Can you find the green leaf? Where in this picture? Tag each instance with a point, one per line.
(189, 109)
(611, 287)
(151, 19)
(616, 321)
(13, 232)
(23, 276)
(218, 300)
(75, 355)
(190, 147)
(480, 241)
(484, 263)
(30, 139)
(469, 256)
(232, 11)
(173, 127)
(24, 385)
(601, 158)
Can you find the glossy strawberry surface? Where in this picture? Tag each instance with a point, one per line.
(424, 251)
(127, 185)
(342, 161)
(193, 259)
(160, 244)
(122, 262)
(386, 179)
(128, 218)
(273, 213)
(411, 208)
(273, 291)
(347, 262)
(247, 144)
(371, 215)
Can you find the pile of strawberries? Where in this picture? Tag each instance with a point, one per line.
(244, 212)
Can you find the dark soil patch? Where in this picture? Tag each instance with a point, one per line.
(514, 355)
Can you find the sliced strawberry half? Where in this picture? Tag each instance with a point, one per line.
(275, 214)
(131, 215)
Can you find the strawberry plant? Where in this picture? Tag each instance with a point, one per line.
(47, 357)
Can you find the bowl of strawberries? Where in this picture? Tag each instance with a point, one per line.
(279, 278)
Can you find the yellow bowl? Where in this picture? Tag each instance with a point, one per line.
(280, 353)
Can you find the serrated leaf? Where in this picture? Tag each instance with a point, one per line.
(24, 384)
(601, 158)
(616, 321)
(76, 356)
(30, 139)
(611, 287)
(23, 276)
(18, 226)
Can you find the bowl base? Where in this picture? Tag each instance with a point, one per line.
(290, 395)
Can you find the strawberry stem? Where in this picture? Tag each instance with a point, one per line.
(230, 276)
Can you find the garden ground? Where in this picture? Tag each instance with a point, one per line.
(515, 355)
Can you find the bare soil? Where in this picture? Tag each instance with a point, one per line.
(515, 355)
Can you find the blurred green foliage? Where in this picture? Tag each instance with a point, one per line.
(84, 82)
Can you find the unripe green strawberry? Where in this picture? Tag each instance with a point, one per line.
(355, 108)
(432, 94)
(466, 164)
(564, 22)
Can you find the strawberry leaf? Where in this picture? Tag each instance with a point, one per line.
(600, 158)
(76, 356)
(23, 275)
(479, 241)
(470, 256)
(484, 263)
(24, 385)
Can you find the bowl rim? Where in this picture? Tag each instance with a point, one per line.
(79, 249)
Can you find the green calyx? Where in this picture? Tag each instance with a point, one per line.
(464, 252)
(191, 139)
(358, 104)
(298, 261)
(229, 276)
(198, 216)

**********

_Exercise description_:
Print each entry above again, exactly as it was given.

_Response below_:
Can you find the green leaf? Where in this picture? Tag each instance with a point, one per line.
(189, 109)
(611, 287)
(151, 19)
(616, 321)
(13, 232)
(23, 276)
(218, 300)
(75, 355)
(190, 147)
(480, 241)
(484, 263)
(30, 139)
(469, 256)
(232, 11)
(173, 127)
(24, 385)
(601, 158)
Can you find the glossy strawberry surface? Where in this picture? Tag each instance with a point, one per line.
(424, 251)
(127, 185)
(342, 161)
(193, 259)
(160, 244)
(122, 262)
(386, 179)
(128, 218)
(273, 213)
(411, 208)
(273, 291)
(347, 262)
(247, 144)
(371, 215)
Can you find the pile of strawberries? Where in this picture? Tag each instance with a point, one per line.
(244, 212)
Can you find the dark soil patch? Where in this picture? Tag each instance with a point, one per line.
(514, 355)
Can you find the sliced strawberry half? Where in this picture? Tag each instance with a point, one per line.
(275, 214)
(131, 215)
Can you find the strawberry plant? Where in this picture? Tag each instance with a point, one per line.
(47, 357)
Can you find the bowl of strawberries? Where in this picture? Tag each instance with a point, one per line.
(279, 278)
Can you find the yellow bowl? Where in this picture? Tag each instance with a point, one per line.
(280, 353)
Can you find the serrated leaf? Where in this picture? Tag each instance with a point, one per line.
(24, 384)
(601, 158)
(616, 321)
(76, 356)
(30, 139)
(611, 287)
(23, 276)
(18, 226)
Can you find the bowl base? Where in this picture? Tag each instance with a point, one per line.
(290, 395)
Can you find the strawberry stem? Where in this picture? Tag each instance with a point, one per line.
(230, 276)
Can you find the garden ground? Where in this picture? Tag each instance with a point, one per line.
(515, 355)
Can you find the bare soil? Where in this picture? Tag each instance with a point, one per line.
(515, 355)
Can you find the blurred green foliage? Where in this picture? Tag each instance with a point, one per line.
(84, 82)
Can you find the unripe green strawberry? Where in this picture? Tag each instance with a point, one per line.
(355, 108)
(432, 94)
(466, 164)
(564, 22)
Can you find the strawberry leaf? Where in this picture? Tag each instance with a point, one per line.
(600, 158)
(76, 356)
(23, 275)
(479, 241)
(470, 256)
(484, 263)
(24, 385)
Can you find the bowl rim? Where in this picture? Tag each instance with a point, one per line.
(79, 249)
Can you find the green calyx? Where in this picture? Tag each instance with a point, one per line.
(464, 252)
(191, 139)
(358, 104)
(298, 261)
(229, 276)
(198, 216)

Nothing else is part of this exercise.